#### To do
The listing beneath should be written out in full, exactly as shown.

** Start of Exercise input **

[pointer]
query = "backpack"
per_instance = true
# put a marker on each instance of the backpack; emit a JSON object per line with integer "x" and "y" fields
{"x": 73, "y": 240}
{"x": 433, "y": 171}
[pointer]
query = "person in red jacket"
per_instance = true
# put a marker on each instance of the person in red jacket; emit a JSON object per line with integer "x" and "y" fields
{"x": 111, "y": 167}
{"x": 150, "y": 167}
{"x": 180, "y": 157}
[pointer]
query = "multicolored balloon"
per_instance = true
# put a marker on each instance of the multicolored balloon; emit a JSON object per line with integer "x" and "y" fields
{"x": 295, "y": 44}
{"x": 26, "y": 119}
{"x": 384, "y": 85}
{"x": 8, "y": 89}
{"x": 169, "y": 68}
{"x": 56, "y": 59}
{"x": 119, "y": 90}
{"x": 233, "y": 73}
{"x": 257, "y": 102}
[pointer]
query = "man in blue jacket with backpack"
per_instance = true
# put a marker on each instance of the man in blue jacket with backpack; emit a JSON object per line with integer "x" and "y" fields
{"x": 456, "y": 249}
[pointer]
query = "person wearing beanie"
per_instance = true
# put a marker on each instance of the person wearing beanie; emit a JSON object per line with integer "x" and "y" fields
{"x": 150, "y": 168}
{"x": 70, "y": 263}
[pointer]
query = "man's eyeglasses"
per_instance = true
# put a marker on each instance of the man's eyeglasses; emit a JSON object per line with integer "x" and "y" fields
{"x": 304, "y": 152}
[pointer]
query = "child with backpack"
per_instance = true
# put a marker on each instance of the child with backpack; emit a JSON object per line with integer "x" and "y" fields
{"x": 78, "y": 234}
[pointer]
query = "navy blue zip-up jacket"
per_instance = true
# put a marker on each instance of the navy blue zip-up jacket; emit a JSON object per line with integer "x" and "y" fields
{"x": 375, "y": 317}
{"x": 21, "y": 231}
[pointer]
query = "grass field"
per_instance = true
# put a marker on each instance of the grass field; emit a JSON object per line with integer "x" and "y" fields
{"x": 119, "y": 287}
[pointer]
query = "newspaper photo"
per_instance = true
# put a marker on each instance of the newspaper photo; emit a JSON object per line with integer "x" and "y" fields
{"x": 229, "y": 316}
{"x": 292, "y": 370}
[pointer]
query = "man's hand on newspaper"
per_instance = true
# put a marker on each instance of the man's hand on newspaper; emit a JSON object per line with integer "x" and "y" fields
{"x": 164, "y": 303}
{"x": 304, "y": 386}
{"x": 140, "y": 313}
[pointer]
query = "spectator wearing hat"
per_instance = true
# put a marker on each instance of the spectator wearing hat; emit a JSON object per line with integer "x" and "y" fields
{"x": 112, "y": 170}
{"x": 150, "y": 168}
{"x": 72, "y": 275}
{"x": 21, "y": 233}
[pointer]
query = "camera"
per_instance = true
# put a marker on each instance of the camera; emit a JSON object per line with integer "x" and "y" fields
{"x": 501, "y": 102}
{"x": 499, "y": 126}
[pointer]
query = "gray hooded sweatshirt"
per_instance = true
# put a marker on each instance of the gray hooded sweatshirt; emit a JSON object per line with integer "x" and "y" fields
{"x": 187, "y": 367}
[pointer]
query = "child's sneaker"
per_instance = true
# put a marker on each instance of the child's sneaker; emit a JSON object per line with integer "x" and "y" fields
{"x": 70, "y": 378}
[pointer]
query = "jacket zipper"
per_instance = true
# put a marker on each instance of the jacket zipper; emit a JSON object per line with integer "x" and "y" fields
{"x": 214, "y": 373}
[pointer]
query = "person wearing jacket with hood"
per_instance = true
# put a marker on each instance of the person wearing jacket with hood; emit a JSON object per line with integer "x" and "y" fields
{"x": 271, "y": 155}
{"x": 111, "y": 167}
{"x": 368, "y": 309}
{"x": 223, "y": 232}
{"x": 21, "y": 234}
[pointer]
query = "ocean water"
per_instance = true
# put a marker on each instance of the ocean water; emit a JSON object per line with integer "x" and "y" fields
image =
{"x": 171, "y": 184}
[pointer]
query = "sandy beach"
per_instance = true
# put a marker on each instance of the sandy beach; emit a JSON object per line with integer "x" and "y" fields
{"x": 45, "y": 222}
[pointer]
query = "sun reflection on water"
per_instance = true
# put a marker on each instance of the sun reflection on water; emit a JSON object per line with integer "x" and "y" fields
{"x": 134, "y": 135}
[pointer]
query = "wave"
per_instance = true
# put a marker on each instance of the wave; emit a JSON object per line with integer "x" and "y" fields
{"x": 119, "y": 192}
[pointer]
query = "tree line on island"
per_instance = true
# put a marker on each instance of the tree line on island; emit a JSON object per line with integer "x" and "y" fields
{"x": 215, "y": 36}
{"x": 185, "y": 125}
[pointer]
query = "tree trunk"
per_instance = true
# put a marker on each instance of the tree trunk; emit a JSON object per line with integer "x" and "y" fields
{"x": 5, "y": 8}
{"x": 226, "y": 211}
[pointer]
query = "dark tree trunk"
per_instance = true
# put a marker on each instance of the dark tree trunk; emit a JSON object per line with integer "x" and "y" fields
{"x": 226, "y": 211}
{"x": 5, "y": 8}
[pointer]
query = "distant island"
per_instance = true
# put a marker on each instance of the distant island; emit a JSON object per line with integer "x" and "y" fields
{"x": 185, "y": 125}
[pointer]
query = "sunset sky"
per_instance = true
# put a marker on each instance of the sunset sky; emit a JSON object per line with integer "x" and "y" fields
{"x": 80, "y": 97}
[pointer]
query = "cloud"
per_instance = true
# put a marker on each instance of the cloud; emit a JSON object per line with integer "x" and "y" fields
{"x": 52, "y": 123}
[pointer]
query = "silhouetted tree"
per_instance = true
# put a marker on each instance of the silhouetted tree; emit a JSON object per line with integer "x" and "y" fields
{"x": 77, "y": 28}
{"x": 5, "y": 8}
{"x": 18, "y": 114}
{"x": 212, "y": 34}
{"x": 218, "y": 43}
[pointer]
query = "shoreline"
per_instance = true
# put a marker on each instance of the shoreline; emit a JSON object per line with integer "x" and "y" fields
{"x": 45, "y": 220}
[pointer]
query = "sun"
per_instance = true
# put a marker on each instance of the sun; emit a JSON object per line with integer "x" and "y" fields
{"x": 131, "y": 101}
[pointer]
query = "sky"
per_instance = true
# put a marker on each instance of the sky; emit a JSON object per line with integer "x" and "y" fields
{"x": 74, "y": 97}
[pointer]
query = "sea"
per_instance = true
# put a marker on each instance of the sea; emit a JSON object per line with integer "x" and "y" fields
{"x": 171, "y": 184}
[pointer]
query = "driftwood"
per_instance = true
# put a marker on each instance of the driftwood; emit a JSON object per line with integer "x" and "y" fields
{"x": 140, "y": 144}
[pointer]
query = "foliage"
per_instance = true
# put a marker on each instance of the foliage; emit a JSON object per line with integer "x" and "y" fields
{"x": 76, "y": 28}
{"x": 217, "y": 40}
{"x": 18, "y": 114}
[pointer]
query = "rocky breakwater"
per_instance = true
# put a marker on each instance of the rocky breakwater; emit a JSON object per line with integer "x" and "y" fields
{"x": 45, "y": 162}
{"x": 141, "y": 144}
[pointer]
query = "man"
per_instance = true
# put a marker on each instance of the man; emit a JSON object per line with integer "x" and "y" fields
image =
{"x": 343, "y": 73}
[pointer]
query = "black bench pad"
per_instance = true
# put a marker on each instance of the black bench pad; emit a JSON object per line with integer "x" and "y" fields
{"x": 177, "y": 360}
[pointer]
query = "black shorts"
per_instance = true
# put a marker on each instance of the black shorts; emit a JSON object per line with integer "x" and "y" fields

** End of Exercise input **

#### Solution
[pointer]
query = "backpack"
per_instance = true
# put a marker on each instance of the backpack; emit a JSON object per line with integer "x" and "y" fields
{"x": 73, "y": 240}
{"x": 433, "y": 171}
[pointer]
query = "person in red jacket"
per_instance = true
# put a marker on each instance of the person in red jacket; emit a JSON object per line with integer "x" and "y" fields
{"x": 111, "y": 167}
{"x": 150, "y": 167}
{"x": 180, "y": 157}
[pointer]
query = "multicolored balloon"
per_instance = true
# put a marker on each instance of the multicolored balloon; emit a JSON object per line with integer "x" and "y" fields
{"x": 295, "y": 44}
{"x": 26, "y": 119}
{"x": 384, "y": 85}
{"x": 8, "y": 89}
{"x": 169, "y": 68}
{"x": 56, "y": 59}
{"x": 119, "y": 90}
{"x": 233, "y": 73}
{"x": 257, "y": 102}
[pointer]
query = "man in blue jacket with backpack"
per_instance = true
# put a marker on each instance of the man in blue jacket with backpack; emit a JSON object per line with integer "x" and "y" fields
{"x": 456, "y": 249}
[pointer]
query = "person wearing beanie"
per_instance = true
# put a marker on each instance of the person wearing beanie; emit a JSON object per line with integer "x" and "y" fields
{"x": 150, "y": 168}
{"x": 70, "y": 263}
[pointer]
query = "man's eyeglasses"
per_instance = true
# put a marker on each instance of the man's eyeglasses; emit a JSON object per line with integer "x" and "y" fields
{"x": 304, "y": 152}
[pointer]
query = "child with backpack"
per_instance = true
# put a marker on each instance of the child with backpack; emit a JSON object per line with integer "x" and "y" fields
{"x": 78, "y": 234}
[pointer]
query = "navy blue zip-up jacket"
per_instance = true
# put a marker on each instance of the navy blue zip-up jacket; emit a JSON object per line with integer "x" and "y" fields
{"x": 375, "y": 317}
{"x": 21, "y": 231}
[pointer]
query = "grass field"
per_instance = true
# put a marker on each instance of the grass field; emit a JSON object per line with integer "x" and "y" fields
{"x": 119, "y": 287}
[pointer]
query = "newspaper photo"
per_instance = true
# put a marker on each instance of the newspaper photo; emit a JSON object per line with integer "x" and "y" fields
{"x": 229, "y": 316}
{"x": 292, "y": 370}
[pointer]
query = "man's hand on newspaper"
per_instance = true
# put a marker on each instance of the man's hand on newspaper; emit a JSON object per line with integer "x" and "y" fields
{"x": 164, "y": 303}
{"x": 304, "y": 386}
{"x": 140, "y": 313}
[pointer]
query = "spectator wearing hat"
per_instance = true
# put a marker on each instance of the spectator wearing hat; emit a JSON object per line with integer "x" and "y" fields
{"x": 112, "y": 170}
{"x": 150, "y": 168}
{"x": 72, "y": 275}
{"x": 21, "y": 233}
[pointer]
query = "camera"
per_instance = true
# put a marker on each instance of the camera; emit a JSON object per line with integer "x" and "y" fields
{"x": 501, "y": 102}
{"x": 499, "y": 126}
[pointer]
query = "gray hooded sweatshirt"
per_instance = true
# put a marker on each instance of the gray hooded sweatshirt; emit a JSON object per line with integer "x" and "y" fields
{"x": 187, "y": 367}
[pointer]
query = "child's sneaker"
per_instance = true
# put a marker on each instance of the child's sneaker; emit a JSON object per line with integer "x" and "y" fields
{"x": 70, "y": 378}
[pointer]
query = "jacket zipper"
per_instance = true
# put a marker on each instance of the jacket zipper; emit a JSON object per line with integer "x" and "y" fields
{"x": 214, "y": 373}
[pointer]
query = "person wearing jacket with hood"
per_instance = true
# put a marker on each instance of the person wearing jacket with hood; emit a JSON object per line with integer "x" and "y" fields
{"x": 271, "y": 155}
{"x": 111, "y": 167}
{"x": 368, "y": 309}
{"x": 223, "y": 232}
{"x": 21, "y": 234}
[pointer]
query = "ocean water"
per_instance = true
# put a marker on each instance of the ocean water; emit a JSON object per line with integer "x" and "y" fields
image =
{"x": 171, "y": 184}
[pointer]
query = "sandy beach"
per_instance = true
# put a marker on each instance of the sandy beach; emit a JSON object per line with integer "x" and "y" fields
{"x": 45, "y": 222}
[pointer]
query = "sun reflection on water"
per_instance = true
# put a marker on each instance of the sun reflection on water; emit a JSON object per line with integer "x" and "y" fields
{"x": 134, "y": 135}
[pointer]
query = "wave"
per_instance = true
# put a marker on each instance of the wave; emit a JSON object per line with integer "x" and "y" fields
{"x": 119, "y": 192}
[pointer]
query = "tree line on island"
per_instance = true
# put a marker on each instance of the tree line on island; emit a JSON object per line with integer "x" and "y" fields
{"x": 215, "y": 36}
{"x": 185, "y": 125}
[pointer]
query = "tree trunk"
per_instance = true
# put a marker on each instance of the tree trunk; emit a JSON object per line with integer "x" and "y" fields
{"x": 5, "y": 8}
{"x": 226, "y": 211}
[pointer]
query = "dark tree trunk"
per_instance = true
# put a marker on each instance of the dark tree trunk; emit a JSON object per line with integer "x" and "y" fields
{"x": 226, "y": 211}
{"x": 5, "y": 8}
[pointer]
query = "distant island"
per_instance = true
# put a marker on each instance of the distant island; emit a JSON object per line with integer "x" and "y" fields
{"x": 185, "y": 125}
[pointer]
query = "sunset sky"
per_instance = true
# put a marker on each instance of the sunset sky; emit a JSON object per line with integer "x" and "y" fields
{"x": 80, "y": 97}
[pointer]
query = "cloud"
per_instance = true
# put a marker on each instance of the cloud; emit a JSON object per line with integer "x" and "y" fields
{"x": 52, "y": 123}
[pointer]
query = "silhouetted tree"
per_instance = true
# put a marker on each instance of the silhouetted tree; emit a JSON object per line with integer "x" and "y" fields
{"x": 77, "y": 28}
{"x": 5, "y": 8}
{"x": 18, "y": 114}
{"x": 212, "y": 34}
{"x": 218, "y": 43}
[pointer]
query = "shoreline"
per_instance = true
# put a marker on each instance of the shoreline; emit a JSON object per line with integer "x" and "y" fields
{"x": 45, "y": 220}
[pointer]
query = "sun"
per_instance = true
# put a marker on each instance of the sun; emit a JSON object per line with integer "x" and "y" fields
{"x": 131, "y": 101}
[pointer]
query = "sky"
per_instance = true
# put a marker on each instance of the sky; emit a JSON object per line with integer "x" and "y" fields
{"x": 74, "y": 97}
[pointer]
query = "sea"
per_instance = true
# put a marker on each instance of the sea; emit a JSON object per line with integer "x" and "y" fields
{"x": 171, "y": 184}
[pointer]
query = "driftwood"
per_instance = true
# put a marker on each instance of the driftwood; emit a JSON object per line with integer "x" and "y" fields
{"x": 140, "y": 144}
[pointer]
query = "foliage"
per_instance = true
# put a marker on each instance of the foliage; emit a JSON object per line with integer "x" and "y" fields
{"x": 76, "y": 28}
{"x": 217, "y": 40}
{"x": 18, "y": 114}
[pointer]
query = "rocky breakwater"
per_instance = true
# put a marker on each instance of the rocky breakwater; emit a JSON object per line with integer "x" and "y" fields
{"x": 45, "y": 162}
{"x": 141, "y": 144}
[pointer]
query = "man"
per_instance = true
# put a marker on each instance of the man; emit a JSON object per line with integer "x" and "y" fields
image =
{"x": 343, "y": 73}
[pointer]
query = "black bench pad"
per_instance = true
# put a marker on each instance of the black bench pad; emit a JSON object per line with integer "x" and "y" fields
{"x": 177, "y": 360}
[pointer]
query = "black shorts"
per_instance = true
# put a marker on each instance of the black shorts; emit a JSON object per line with integer "x" and "y" fields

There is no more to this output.